→ **Assignment**
Filter the records below, keeping every line that contains the string "positive".

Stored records
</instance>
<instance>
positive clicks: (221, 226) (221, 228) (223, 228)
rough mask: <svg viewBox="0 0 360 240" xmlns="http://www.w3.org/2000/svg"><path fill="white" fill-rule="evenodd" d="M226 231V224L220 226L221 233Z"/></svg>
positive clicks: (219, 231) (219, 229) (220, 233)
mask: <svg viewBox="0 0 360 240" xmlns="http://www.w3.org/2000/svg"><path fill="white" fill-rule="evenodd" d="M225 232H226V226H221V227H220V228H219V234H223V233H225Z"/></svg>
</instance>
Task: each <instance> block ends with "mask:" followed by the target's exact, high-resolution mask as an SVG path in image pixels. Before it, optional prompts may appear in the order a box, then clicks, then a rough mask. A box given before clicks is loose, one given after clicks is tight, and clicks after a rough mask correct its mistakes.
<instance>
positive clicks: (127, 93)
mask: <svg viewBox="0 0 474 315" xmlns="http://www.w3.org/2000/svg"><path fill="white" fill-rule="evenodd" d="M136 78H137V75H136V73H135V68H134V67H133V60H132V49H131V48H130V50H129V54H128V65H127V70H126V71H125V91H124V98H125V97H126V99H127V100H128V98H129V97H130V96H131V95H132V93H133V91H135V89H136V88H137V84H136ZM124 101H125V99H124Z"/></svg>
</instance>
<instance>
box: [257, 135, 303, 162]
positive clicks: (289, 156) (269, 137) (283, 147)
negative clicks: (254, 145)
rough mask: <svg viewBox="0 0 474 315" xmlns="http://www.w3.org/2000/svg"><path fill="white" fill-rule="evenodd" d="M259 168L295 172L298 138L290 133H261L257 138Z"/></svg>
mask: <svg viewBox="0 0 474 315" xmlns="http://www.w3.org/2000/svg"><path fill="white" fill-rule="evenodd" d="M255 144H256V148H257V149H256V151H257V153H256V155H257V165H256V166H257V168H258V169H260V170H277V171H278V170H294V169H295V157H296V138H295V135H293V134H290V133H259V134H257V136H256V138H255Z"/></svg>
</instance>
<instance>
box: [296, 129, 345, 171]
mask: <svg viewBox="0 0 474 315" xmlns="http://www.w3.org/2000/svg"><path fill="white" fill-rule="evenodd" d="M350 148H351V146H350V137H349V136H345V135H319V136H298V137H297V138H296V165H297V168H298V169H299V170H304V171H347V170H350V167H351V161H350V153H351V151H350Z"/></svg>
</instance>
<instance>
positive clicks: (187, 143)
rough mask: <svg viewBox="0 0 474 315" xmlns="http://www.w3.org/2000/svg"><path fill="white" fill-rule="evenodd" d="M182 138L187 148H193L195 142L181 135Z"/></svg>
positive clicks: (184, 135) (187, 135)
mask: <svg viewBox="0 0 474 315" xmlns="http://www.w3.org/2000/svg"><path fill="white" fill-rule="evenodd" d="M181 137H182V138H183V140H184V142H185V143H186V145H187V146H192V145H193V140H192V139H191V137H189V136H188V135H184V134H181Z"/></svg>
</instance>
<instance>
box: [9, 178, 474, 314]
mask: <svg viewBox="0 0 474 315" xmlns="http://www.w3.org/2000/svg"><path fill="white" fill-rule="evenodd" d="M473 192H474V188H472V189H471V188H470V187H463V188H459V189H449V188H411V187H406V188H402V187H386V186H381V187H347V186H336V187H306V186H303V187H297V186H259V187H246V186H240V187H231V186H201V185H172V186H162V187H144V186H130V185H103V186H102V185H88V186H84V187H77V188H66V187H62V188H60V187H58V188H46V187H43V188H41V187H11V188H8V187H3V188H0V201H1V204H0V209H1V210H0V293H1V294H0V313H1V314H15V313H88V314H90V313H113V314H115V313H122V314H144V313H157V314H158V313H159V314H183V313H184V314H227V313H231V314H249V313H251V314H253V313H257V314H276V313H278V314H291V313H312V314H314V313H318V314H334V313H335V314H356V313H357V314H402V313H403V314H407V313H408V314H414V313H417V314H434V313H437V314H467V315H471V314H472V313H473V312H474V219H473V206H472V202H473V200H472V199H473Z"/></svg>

→ **Output**
positive clicks: (221, 226) (221, 228) (223, 228)
positive clicks: (219, 231) (219, 229) (220, 233)
positive clicks: (127, 93)
positive clicks: (289, 156) (269, 137) (283, 147)
positive clicks: (187, 143)
positive clicks: (184, 135) (187, 135)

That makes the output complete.